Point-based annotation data
%%
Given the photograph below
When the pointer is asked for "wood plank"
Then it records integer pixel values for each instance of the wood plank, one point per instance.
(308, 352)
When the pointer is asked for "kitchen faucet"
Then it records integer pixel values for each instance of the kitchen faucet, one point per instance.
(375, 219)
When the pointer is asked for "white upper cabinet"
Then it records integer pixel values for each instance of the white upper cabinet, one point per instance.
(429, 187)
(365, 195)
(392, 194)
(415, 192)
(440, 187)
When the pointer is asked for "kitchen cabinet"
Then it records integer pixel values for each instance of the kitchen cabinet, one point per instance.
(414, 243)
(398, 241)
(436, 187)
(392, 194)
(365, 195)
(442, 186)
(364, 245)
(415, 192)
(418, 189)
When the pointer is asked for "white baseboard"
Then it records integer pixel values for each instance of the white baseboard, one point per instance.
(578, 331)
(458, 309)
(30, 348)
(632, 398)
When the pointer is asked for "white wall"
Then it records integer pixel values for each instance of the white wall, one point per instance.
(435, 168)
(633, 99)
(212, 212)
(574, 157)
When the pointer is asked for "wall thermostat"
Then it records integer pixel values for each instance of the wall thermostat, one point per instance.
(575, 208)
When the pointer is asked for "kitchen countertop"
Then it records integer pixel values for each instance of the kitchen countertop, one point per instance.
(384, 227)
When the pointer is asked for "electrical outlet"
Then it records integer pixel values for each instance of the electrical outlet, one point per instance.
%%
What is required
Count the lines in the rows above that contain the string "baseboard", treating case as significant, and reply with the number alone.

Complete output
2